■ TEXTABSCHNITT ■
==================================================

Betrachten wir zunächst das podolische Plateau.

Es ist ein merkwürdiges Bild, das dem Auge geboten wird, ein Bild, das sonst aus Süd- und West-Europa unbekannt ist. Wir sehen eine ungeheuere, sehr fruchtbare Ebene, die zum Theil cultivirt, zum Theil aber steppenartig mit üppigem Gras bedeckt sich weit gegen SO erstreckt, wo sie mit dem Horizonte verschmilzt. Während auf der nordgalizischen Tiefebene die Buche, ferner die Roth- und Weisstanne grosse Waldungen bildet, sehen wir in Podolien sehr wenig Wälder, und wenn sie auch stellenweise vorkommen, so sind sie fast durchgehends nur durch die Eiche vertreten. Zahlreiche tiefe Schluchten und Thäler mit senkrechten Böschungen durchziehen das Land, sie sind jedoch erst in der nächsten Nähe sichtbar, während sie in der Ferne verschwinden, so dass das Auge nur eine ununterbrochene Ebene zu sehen glaubt. Es gedeihen hier alle Getreidegattungen sehr gut, doch wird in den südöstlichen Theilen fast durchgehends nur der Kukurutz gepflanzt, wobei sogar die Weinplantagen nicht selten sind.

==================================================

■ ZU BEARBEITENDE AUFGABEN ■
1/ Beantworte anhand des Textabschnitts über das podolische Plateau:
(a) Durch welchen Baum sind die Wälder in Podolien fast durchgehends vertreten?
(b) Was wird in den südöstlichen Teilen fast durchgehends gepflanzt?
(c) Aus welcher Entfernung werden die Schluchten und Täler erst sichtbar?
2/ Stimmen diese Aussagen mit dem Textabschnitt über das podolische Plateau überein? Antworte jeweils mit Ja oder Nein und zitiere die entscheidenden Worte.
(a) Auf der nordgalizischen Tiefebene bilden Buche sowie Rot- und Weißtanne große Waldungen.
(b) Die Ebene erstreckt sich weit gegen Nordwesten.
(c) In den südöstlichen Teilen gibt es keine Weinplantagen.
Die Zeilen werden hier nicht gebraucht.

==================================================

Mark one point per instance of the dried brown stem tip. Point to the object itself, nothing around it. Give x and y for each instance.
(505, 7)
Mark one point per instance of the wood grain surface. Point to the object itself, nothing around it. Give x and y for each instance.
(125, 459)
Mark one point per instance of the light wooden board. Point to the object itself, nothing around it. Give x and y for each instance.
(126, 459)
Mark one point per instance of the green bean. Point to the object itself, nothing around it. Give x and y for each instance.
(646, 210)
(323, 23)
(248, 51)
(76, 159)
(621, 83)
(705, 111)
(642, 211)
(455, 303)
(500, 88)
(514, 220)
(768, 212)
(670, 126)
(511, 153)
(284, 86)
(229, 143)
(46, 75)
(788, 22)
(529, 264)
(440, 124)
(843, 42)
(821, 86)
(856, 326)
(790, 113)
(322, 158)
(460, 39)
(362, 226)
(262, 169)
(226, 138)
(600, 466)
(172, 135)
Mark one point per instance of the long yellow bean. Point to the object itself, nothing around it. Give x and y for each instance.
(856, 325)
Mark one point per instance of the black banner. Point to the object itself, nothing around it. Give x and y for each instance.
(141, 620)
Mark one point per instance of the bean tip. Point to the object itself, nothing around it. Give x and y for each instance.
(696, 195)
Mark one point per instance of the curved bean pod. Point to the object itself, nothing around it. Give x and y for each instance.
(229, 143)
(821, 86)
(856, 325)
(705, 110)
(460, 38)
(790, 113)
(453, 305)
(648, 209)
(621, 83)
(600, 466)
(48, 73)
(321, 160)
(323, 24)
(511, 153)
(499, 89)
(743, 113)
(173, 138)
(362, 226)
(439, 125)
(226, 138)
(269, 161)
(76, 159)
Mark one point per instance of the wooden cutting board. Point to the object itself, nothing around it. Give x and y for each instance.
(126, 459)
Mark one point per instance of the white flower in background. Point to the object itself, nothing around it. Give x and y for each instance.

==================================================

■ AUSGEARBEITETE LÖSUNGEN ■
1/
(a) Durch die Eiche.
(b) Der Kukurutz.
(c) Erst aus der nächsten Nähe.

2/
(a) Ja: „Während auf der nordgalizischen Tiefebene die Buche, ferner die Roth- und Weisstanne grosse Waldungen bildet“.
(b) Nein: „sich weit gegen SO erstreckt“.
(c) Nein: „wobei sogar die Weinplantagen nicht selten sind“.